- [EXTRAIT DE L'ARTICLE]:
French.china.org.cn | Mis à jour le 09. 05. 2018 | Mots clés : Chine-Afrique
Arpentage en Ethiopie

cLes découvertes et avancées scientifiques devraient ouvrir les marchés du carbone dans l’industrie et l’agriculture pour les bambouseraies traditionnelles.

Les scientifiques chinois ont franchi une étape sur la fonction de séquestration du carbone des forêts de bambou, donnant ainsi la possibilité aux agriculteurs d’accéder à un nouveau marché : le commerce du carbone. Ce marché devrait augmenter le revenu des agriculteurs, favoriser une économie durable et dynamiser le développement social.

Le bambou n’est pas une simple plante en Chine. Durant des millénaires, il a été vénéré comme le symbole du caractère noble et vertueux. Selon Lou Yiping, ambassadeur pour la protection des bambouseraies dans le monde et distingué par l’Organisation internationale du bambou et du rotin (INBAR), le bambou offre une solution pour réduire la pauvreté et lutter contre le changement climatique.

Le docteur en sciences Lou, dirige le Centre de recherche Chine-Afrique sur la forêt et l’agriculture (CAFOR) à l’Université de sylviculture et d’agriculture du Zhejiang. Il a débuté ses travaux sur les bambous en 1984 après ses études universitaires. Il s’est tout d’abord intéressé à la gestion et l’écosystème des forêts de bambous à l’Académie de sylviculture de Chine. En 1999, il a rejoint l’INBAR, la première et seule organisation intergouvernementale basée en Chine, élargissant son champ de recherche sur le bambou : bienfaits environnementaux, actions durables, certification des forêts, développement durable reposant sur les communautés, réduction de la pauvreté et protection de la biodiversité.

En 2012, M. Lou est nommé directeur du CAFOR, émanation de l’Université de sylviculture et d’agriculture du Zhejiang et de l’INBAR, dont l’objectif est la promotion, de la Chine vers les pays africains, des sciences agronomiques et des technologies afin d’aider les populations locales à éradiquer la pauvreté grâce, notamment, à la ressource du bambou.

Vers 2002, M. Lou a orienté ses recherches sur le rôle du bambou dans la lutte contre le changement climatique. Après quinze ans de travail acharné, M. Lou et son équipe ont fait des percées techniques essentielles : le calcul de la capacité de séquestration du carbone par les forêts de bambou, la stabilisation et la réduction des émissions. Ils ont aussi effectué des recherches sur les méthodes de mesure et les paramètres caractéristiques des forêts de bambou en tant que puits de carbone, et ils ont créé cinq méthodologies dans ce domaine qui sont devenues des standards nationaux et internationaux. Ces résultats offrent la possibilité de l’accès au marché international du carbone aux forêts de bambou en tant que puits de carbone.

En janvier 2018, M. Lou et son équipe ont remporté le second prix du Concours national pour les progrès scientifiques et techniques 2017 en présentant des innovations portant sur le contrôle du puits de carbone des forêts de bambou et sur la réduction d’émission de CO2.

Lou Yiping mesure des bambous à Madagascar

La science est une force de production fondamentale

Lors de la Conférence nationale de l’innovation scientifique 2016, le président Xi Jinping a déclaré :« Pour être une nation forte et avoir une vie meilleure, la clé réside dans les sciences et technologies avancées. » Le contrôle du puits de carbone des forêts de bambou et les techniques de réduction d’émission apportent de vrais bénéfices économiques aux agriculteurs.

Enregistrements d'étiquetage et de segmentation
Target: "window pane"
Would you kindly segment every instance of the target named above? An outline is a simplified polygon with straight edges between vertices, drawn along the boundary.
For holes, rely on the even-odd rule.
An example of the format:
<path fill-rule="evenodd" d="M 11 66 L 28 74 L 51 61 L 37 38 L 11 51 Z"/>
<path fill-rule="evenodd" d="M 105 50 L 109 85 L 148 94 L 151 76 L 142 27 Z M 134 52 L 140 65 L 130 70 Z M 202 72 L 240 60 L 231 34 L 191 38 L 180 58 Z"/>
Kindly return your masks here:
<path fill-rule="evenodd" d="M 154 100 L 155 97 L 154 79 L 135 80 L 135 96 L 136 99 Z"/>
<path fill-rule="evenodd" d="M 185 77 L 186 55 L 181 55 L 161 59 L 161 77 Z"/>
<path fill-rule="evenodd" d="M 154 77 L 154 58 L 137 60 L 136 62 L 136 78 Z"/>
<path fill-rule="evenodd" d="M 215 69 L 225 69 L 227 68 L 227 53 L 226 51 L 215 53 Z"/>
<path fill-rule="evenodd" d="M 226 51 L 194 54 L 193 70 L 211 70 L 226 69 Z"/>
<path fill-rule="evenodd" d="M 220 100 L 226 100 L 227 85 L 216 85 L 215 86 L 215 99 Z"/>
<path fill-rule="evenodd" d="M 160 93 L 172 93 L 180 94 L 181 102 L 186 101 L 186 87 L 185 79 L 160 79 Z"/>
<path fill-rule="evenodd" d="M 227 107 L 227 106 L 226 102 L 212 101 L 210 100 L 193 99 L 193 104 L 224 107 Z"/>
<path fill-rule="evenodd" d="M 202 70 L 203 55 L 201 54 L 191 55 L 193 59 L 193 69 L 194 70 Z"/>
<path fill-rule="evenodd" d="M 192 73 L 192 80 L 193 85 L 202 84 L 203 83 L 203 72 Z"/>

- [TRAVAIL À FAIRE]:
a - D'après l'article sur le bambou, en quelle année Lou Yiping a-t-il rejoint l'INBAR ?
b - Retapez le passage de l'article sur le bambou qui s'ouvre sur les mots contenant « Lou Yiping mesure » et se clôt sur « économiques aux agriculteurs. ».
c - Prolongez l'article sur le bambou en enchaînant sur sa dernière phrase.

- [RÉPONSES]:
a - En 1999.

b -
Lou Yiping mesure des bambous à Madagascar

La science est une force de production fondamentale

Lors de la Conférence nationale de l’innovation scientifique 2016, le président Xi Jinping a déclaré :« Pour être une nation forte et avoir une vie meilleure, la clé réside dans les sciences et technologies avancées. » Le contrôle du puits de carbone des forêts de bambou et les techniques de réduction d’émission apportent de vrais bénéfices économiques aux agriculteurs.

c -
Le bambou est un type d’herbe ligneuse qui compte environ 1 400 espèces dans le monde dont 500 en Chine. Cousin du riz et du blé, le bambou a un cycle de croissance court avec un rendement et une valeur économique élevés. Certaines espèces de pousses de bambou peuvent grandir d’un mètre en une seule nuit, atteindre leur taille adulte en quelques mois et devenir matures en à peine trois à cinq ans pour être prêtes à couper.

Les bambous sont largement employés dans les matériaux de construction, les conteneurs de transport, les revêtements de sol, la fabrication du papier, les ustensiles du quotidien comme les baguettes et les cure-dents. Les nouvelles industries comme les produits à base de fibre de bambou, l’alimentation saine ainsi que le tourisme ont connu une croissance rapide ces dernières années. « Comme le bambou est fin et élastique, il nécessite une main-d’œuvre manuelle dans les premiers processus de transformation », explique M. Lou, qui s’est impliqué dans le développement de la chaîne de valeur du bambou pour les communautés rurales. « L’industrie à forte intensité de main-d’œuvre offre de nombreuses opportunités d’emplois pour les communautés rurales pauvres dans les régions forestières », poursuit M. Lou.

Dans un contexte marqué par le changement climatique, le bambou dépasse, toutefois, la seule importance économique. Les plantes à feuillages persistants ont des systèmes de racine-rhizomes profonds et bien développés qui donnent au sol une bonne capacité de fixation. Cette propriété permet au bambou de prévenir efficacement l’érosion des sols, d’aider à protéger les forêts naturelles et la biodiversité. Le bambou a une bonne croissance à différents altitudes, climats et reliefs, si bien qu’il contribue à augmenter le volume des ressources forestières et se trouve être aussi le meilleur remplaçant des produits à base de bois, permettant de réduire la pression sur les forêts naturelles.

Ces propriétés pour atténuer le changement climatique ont servi de base à la technique primée de M. Lou, qui, pour être bref, vise à utiliser les valeurs du marché potentiel des forêts de bambou comme puits de carbone à travers un décompte scientifique et des méthodologies de surveillance.

Un puits de carbone fait référence à la fonction de la forêt qui capture le dioxyde de carbone et le stocke dans le sol et les plantes, afin de réduire les gaz à effet de serre et atténuer le changement climatique dans le monde. Le système de commerce international du carbone a été mis en place à partir d’une approche théorique. Ce système a été validé par la Convention-cadre des Nations unies sur les changements climatiques (UNFCCC) et le Protocole de Kyoto et est entré en vigueur en 2005. Chaque pays a reçu un quota correspondant d’émission de dioxyde de carbone. Celui qui dépasse son quota doit acheter le quota d’autres pays.

Pour son grand potentiel de séquestration du carbone, le bambou est sans aucun doute le type de forêt qui permet d’accéder au marché de la réduction d’émission. Le manque de techniques fait cependant obstacle à son accès, ce qui en retour gêne le développement du marché du carbone pour les forêts de bambou.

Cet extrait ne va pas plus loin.